» **Objetivo do exercício**
Mostre todas as linhas abaixo que contêm a palavra "overcast".

──────── Dados para processamento

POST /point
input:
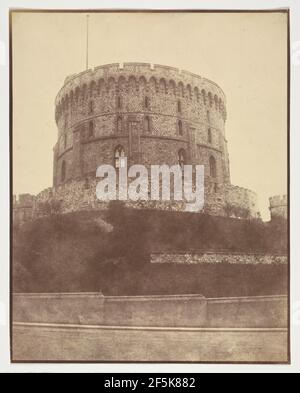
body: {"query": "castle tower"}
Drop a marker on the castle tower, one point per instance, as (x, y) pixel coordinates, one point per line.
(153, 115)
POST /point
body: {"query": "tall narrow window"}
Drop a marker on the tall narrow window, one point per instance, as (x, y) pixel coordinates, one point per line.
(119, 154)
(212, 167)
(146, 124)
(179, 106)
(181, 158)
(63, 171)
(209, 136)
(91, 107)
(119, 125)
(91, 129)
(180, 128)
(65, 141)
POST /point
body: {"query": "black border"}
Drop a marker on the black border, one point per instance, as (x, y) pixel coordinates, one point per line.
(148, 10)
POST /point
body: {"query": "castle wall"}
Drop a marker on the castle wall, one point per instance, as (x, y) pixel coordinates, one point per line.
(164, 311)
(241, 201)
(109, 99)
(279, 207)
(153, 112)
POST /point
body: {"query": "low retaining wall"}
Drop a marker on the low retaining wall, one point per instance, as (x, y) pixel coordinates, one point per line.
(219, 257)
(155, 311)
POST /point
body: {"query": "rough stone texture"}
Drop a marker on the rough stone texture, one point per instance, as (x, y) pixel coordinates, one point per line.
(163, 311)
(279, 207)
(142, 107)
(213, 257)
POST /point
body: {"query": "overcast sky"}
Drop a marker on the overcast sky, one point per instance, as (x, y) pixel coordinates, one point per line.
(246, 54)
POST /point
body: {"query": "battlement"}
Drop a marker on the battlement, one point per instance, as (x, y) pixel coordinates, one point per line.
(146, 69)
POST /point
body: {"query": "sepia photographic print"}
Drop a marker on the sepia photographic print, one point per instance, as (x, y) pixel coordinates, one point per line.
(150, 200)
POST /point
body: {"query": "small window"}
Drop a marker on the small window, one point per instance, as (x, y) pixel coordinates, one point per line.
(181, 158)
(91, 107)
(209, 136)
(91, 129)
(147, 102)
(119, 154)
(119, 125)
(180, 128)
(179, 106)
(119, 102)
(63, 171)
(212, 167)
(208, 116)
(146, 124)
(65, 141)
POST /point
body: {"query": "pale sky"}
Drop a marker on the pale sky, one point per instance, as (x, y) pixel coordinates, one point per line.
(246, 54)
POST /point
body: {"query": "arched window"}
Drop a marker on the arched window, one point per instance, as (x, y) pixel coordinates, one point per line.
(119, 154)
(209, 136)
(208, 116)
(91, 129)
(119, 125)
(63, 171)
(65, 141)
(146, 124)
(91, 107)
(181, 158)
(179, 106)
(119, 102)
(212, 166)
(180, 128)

────────────────
──────── Dados para processamento

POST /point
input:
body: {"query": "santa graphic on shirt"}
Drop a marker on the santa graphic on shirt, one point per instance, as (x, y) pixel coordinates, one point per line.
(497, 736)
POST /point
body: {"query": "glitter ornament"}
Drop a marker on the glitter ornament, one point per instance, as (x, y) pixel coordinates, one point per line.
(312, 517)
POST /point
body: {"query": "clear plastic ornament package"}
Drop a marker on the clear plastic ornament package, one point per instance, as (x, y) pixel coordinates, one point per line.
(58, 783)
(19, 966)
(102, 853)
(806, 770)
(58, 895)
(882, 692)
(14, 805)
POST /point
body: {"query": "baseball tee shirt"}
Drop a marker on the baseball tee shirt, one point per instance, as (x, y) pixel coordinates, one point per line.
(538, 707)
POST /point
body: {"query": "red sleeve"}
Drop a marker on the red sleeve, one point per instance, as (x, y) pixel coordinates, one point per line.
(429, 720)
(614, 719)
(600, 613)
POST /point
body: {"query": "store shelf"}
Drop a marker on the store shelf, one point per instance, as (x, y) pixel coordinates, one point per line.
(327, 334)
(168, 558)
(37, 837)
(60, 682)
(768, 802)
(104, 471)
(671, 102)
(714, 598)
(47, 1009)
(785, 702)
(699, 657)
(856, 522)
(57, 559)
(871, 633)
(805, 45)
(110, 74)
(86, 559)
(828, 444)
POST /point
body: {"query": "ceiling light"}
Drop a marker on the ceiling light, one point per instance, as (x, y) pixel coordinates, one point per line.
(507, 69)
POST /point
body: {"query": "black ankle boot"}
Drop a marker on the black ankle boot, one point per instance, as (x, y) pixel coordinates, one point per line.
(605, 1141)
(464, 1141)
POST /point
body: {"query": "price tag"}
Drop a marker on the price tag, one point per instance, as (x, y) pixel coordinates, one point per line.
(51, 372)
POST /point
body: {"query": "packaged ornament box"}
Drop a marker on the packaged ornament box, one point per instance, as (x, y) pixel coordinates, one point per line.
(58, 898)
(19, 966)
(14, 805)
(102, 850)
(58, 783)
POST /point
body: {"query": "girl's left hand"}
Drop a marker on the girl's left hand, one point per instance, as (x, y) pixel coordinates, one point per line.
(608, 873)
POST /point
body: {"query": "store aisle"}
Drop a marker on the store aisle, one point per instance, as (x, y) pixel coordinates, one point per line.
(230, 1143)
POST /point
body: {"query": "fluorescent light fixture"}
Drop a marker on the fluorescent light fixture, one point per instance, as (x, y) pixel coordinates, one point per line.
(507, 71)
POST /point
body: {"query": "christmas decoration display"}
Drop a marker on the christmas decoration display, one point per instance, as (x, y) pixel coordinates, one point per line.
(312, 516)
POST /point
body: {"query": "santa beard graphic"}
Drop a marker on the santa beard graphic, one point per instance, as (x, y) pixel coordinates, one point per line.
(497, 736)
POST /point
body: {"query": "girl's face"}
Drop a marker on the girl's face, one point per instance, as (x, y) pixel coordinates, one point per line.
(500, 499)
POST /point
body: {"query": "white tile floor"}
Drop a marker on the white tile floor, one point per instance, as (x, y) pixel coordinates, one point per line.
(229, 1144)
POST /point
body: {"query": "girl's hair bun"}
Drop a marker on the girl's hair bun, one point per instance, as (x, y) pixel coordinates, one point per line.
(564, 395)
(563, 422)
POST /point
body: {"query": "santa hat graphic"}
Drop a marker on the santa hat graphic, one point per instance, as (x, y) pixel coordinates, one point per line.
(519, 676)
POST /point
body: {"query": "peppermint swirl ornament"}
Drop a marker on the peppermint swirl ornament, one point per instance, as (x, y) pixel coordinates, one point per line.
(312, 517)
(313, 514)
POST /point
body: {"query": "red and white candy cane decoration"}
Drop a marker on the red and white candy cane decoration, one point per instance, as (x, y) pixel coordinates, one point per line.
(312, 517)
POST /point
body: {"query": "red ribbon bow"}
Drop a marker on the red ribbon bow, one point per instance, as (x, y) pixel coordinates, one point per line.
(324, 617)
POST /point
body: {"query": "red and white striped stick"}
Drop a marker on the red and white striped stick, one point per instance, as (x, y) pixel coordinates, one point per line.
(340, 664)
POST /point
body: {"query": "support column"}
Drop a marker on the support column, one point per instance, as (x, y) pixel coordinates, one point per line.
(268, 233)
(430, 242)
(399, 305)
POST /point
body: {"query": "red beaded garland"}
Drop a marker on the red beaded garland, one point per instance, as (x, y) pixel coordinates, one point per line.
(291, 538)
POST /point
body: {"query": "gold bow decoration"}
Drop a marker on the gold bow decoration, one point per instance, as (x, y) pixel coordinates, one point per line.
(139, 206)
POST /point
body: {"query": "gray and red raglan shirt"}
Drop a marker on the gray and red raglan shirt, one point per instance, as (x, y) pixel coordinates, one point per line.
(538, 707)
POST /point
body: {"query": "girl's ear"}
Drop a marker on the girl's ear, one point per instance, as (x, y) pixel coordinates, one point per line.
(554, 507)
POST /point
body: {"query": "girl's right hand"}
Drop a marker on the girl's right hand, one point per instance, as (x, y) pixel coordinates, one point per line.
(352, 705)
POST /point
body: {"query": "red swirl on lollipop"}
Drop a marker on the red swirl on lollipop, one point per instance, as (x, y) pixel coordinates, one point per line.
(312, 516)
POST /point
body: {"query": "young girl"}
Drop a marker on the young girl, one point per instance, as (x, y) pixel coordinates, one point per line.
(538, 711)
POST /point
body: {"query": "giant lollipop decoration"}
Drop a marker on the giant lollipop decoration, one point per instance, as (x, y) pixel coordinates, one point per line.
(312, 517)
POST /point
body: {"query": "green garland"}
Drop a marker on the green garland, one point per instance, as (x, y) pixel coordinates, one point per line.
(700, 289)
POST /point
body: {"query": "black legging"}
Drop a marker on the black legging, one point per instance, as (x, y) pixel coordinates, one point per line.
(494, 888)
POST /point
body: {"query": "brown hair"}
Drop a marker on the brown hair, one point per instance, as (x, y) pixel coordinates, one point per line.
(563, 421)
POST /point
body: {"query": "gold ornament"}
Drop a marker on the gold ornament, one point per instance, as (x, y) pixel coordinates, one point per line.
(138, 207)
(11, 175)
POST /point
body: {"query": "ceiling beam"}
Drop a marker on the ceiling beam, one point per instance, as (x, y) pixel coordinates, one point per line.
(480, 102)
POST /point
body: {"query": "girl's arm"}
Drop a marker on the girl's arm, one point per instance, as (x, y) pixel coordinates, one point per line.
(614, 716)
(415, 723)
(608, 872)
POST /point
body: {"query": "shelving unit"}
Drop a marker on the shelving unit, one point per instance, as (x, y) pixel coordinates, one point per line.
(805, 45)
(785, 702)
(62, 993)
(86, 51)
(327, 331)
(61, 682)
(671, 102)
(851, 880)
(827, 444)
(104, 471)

────────────────
──────── Dados para processamento

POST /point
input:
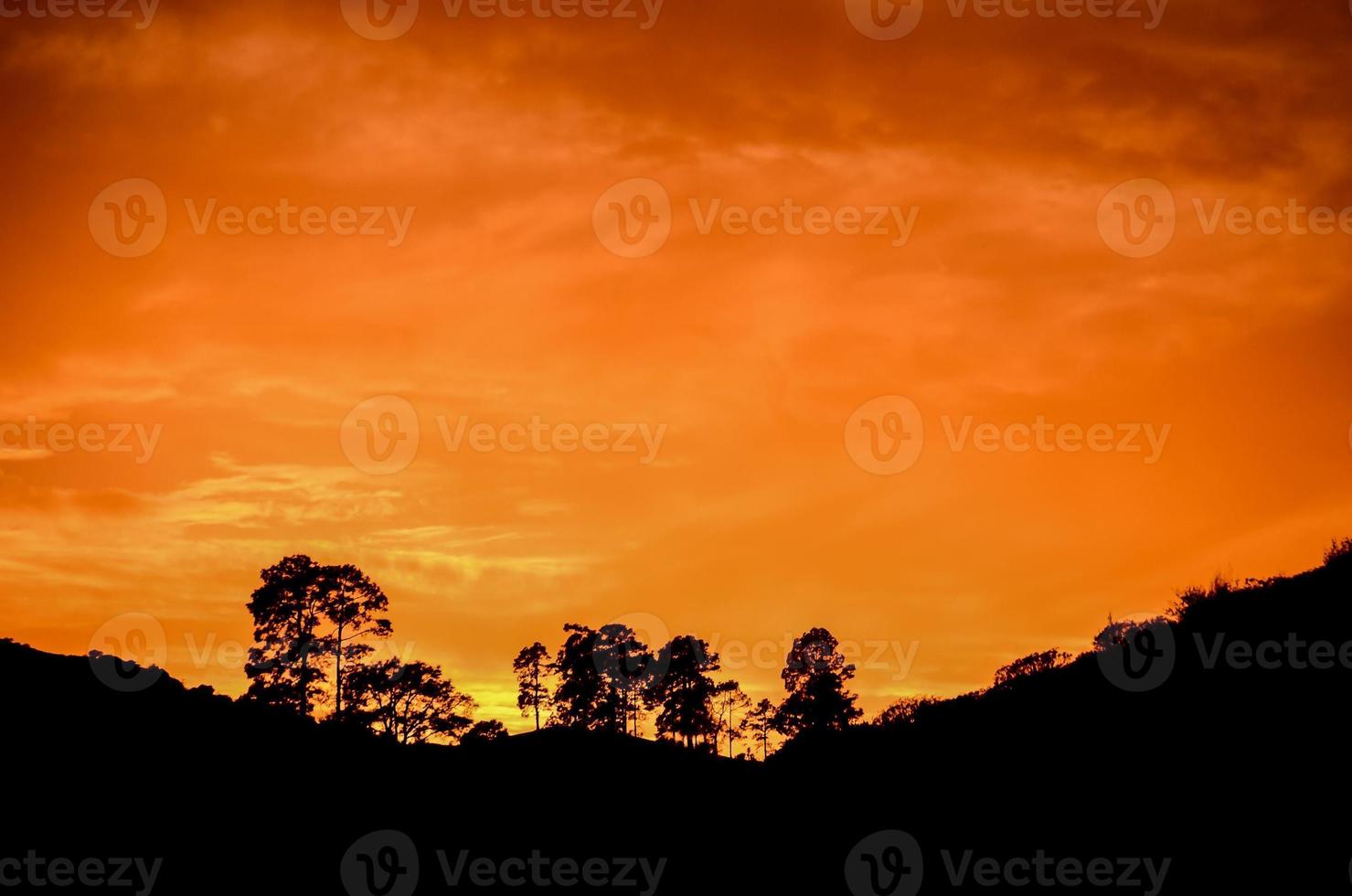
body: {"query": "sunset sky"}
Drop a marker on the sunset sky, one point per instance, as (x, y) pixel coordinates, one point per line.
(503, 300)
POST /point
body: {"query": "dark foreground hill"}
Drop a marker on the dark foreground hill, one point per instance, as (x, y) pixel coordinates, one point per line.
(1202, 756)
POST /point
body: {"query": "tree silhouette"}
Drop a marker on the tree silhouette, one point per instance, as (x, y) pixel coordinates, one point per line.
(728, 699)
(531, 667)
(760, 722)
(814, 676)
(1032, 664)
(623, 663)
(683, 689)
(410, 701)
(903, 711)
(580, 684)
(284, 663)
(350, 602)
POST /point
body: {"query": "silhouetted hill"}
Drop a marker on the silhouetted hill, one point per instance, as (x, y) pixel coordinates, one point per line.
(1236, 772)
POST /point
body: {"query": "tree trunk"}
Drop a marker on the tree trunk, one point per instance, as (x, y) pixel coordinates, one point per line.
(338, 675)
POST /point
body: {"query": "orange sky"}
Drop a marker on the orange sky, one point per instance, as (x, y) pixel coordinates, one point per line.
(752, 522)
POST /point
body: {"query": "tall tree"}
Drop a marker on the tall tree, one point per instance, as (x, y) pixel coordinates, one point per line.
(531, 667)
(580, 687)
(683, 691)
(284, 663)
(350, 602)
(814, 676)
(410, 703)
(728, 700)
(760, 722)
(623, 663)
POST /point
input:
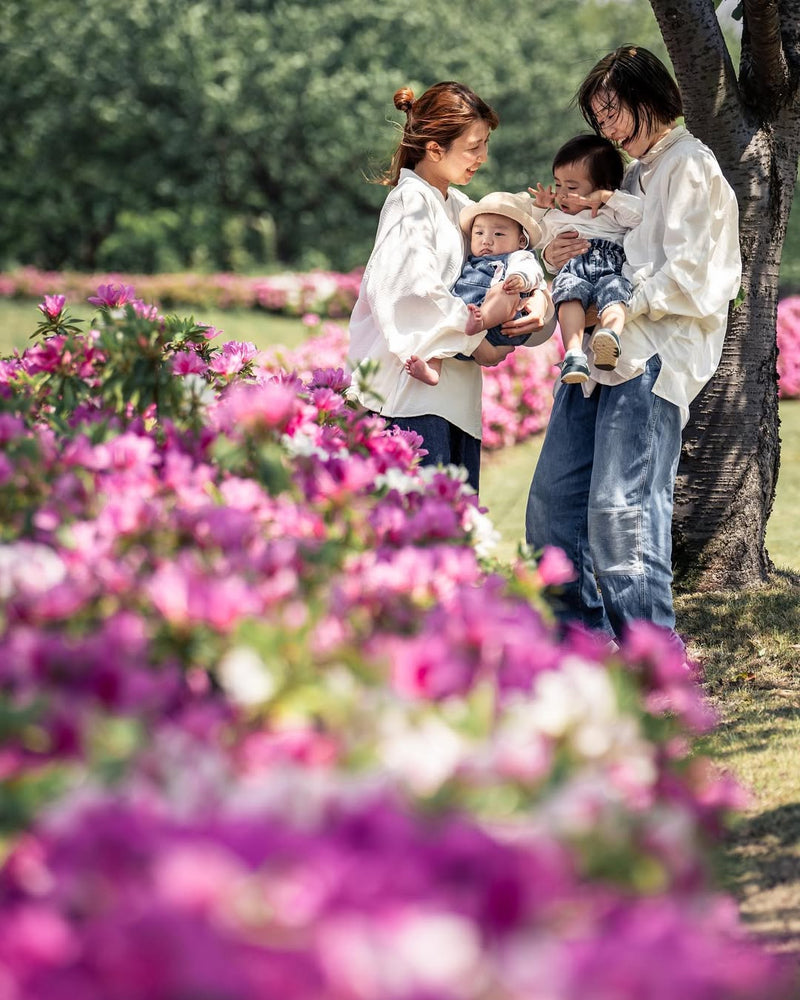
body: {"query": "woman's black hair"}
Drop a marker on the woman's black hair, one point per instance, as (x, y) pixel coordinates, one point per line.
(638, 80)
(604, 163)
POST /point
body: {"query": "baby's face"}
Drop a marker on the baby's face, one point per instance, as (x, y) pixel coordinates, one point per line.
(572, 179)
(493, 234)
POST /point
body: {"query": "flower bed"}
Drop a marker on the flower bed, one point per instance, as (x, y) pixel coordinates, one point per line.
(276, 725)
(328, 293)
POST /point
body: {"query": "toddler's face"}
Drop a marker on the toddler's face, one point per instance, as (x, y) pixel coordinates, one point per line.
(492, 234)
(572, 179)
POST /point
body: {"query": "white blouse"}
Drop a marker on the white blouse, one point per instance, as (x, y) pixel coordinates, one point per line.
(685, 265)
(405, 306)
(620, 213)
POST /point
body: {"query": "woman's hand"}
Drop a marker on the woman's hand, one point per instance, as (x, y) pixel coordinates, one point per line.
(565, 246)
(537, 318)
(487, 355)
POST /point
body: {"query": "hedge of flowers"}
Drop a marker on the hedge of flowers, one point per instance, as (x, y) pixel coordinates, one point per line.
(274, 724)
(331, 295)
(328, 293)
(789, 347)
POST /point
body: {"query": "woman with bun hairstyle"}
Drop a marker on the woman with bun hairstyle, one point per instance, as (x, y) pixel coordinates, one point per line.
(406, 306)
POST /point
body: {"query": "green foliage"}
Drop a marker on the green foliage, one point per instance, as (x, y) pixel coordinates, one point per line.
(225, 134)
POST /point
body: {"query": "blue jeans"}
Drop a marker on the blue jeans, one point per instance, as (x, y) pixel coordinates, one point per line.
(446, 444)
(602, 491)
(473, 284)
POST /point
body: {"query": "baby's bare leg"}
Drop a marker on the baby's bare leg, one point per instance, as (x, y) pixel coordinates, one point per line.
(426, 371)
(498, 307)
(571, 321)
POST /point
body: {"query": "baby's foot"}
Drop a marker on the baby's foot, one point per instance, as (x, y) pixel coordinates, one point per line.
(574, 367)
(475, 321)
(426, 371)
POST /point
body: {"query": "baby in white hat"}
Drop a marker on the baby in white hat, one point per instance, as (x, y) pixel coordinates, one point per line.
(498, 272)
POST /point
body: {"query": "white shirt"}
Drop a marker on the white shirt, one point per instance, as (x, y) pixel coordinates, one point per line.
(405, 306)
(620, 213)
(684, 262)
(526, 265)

────────────────

» **Exercício concluído**
body: {"query": "overcast sky"}
Drop a marker on the overcast sky, one point per instance, as (x, y) pixel coordinates, one point per line.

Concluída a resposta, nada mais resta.